:: Exercise a ::
Identify every line in the records that contains the string "coords".

:: Quoted text ::
>> Begin
The way to check whether a nonsingular rational curve $X$ of degree $d$ in $\Bbb P^3$ must be contained in a surface of degree $e$ is twisting the exact sequence $0\to \mathcal{I}_X\to\mathcal{O}_{\Bbb P^3}\to\mathcal{O}_X\to 0$ and then taking global sections: twisting by $e$ gives you $$0\to\mathcal{I}_X(e)\to\mathcal{O}_{\Bbb P^3}(e)\to\mathcal{O}_X(e)\cong\mathcal{O}_{\Bbb P^1}(de)\to 0.$$ The global sections of $\mathcal{O}_{\Bbb P^1}(de)$ are of dimension $de+1$, while the global sections of $\mathcal{O}_{\Bbb P^3}(e)$ are of dimension $\binom{3+e}{3}$. When $d=5$ and $e=3$, we have a map from a vector space of dimension $20$ to a vector space of dimension $16$, so $\Gamma(\Bbb P^3,\mathcal{I}_X(3))\neq 0$ and $X$ lies on a cubic surface; when $d=5$ and $e=3$, we have a map from a vector space of dimension $10$ to a vector space of dimension $11$, so we could have $\Gamma(\Bbb P^3,\mathcal{I}_X(3))=0$ (i.e. $X$ is not on a quadric surface), but we're not locked in to this outcome without doing more computations further on in the long exact sequence of cohomology.
>> End
:: Exercise b ::
Answer these questions about the text on rational curves in projective 3-space:
(i) What dimension does it give for the global sections of $\mathcal{O}_{\Bbb P^1}(de)$?
(ii) What dimension does it give for the global sections of $\mathcal{O}_{\Bbb P^3}(e)$?
(iii) When the map goes from a vector space of dimension 20 to one of dimension 16, what kind of surface does $X$ lie on?

:: Entries ::
>> Begin
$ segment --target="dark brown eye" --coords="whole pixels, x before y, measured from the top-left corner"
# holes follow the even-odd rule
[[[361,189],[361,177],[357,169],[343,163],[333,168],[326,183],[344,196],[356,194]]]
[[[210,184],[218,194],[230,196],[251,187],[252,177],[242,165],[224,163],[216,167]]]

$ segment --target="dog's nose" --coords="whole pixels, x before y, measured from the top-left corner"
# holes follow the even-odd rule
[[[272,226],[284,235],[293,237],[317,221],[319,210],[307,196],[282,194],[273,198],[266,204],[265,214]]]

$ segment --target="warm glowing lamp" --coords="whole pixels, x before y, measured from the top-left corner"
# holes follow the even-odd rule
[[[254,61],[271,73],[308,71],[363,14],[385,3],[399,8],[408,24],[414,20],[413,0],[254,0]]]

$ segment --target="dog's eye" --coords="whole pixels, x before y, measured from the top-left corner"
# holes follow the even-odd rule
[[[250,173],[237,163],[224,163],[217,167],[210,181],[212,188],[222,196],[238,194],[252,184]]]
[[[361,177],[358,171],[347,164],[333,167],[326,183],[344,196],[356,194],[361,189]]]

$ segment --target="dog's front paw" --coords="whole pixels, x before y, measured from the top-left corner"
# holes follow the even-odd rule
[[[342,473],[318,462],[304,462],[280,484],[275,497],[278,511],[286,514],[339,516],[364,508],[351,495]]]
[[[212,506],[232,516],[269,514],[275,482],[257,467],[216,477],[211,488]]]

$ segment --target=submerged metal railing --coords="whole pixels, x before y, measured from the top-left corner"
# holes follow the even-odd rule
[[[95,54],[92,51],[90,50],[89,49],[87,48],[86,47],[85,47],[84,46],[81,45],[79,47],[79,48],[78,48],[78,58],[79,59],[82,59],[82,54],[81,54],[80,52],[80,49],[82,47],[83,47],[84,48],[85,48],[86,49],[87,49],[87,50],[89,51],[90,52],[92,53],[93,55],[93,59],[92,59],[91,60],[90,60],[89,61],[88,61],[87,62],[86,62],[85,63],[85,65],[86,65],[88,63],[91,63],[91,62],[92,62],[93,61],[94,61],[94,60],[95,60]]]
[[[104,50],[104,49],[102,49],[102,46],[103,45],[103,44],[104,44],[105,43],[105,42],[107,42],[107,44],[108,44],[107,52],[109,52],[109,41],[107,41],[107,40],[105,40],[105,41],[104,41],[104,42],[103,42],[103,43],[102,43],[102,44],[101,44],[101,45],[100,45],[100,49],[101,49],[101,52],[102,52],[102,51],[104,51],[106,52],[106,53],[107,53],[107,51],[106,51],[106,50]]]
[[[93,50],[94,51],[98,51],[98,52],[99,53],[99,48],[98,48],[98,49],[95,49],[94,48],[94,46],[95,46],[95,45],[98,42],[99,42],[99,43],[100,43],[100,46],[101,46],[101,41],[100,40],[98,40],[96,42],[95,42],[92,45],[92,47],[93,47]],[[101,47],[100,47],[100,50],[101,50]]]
>> End
:: Task result a ::
$ segment --target="dark brown eye" --coords="whole pixels, x before y, measured from the top-left corner"
$ segment --target="dog's nose" --coords="whole pixels, x before y, measured from the top-left corner"
$ segment --target="warm glowing lamp" --coords="whole pixels, x before y, measured from the top-left corner"
$ segment --target="dog's eye" --coords="whole pixels, x before y, measured from the top-left corner"
$ segment --target="dog's front paw" --coords="whole pixels, x before y, measured from the top-left corner"
$ segment --target=submerged metal railing --coords="whole pixels, x before y, measured from the top-left corner"

:: Task result b ::
(i) $de+1$
(ii) $\binom{3+e}{3}$
(iii) A cubic surface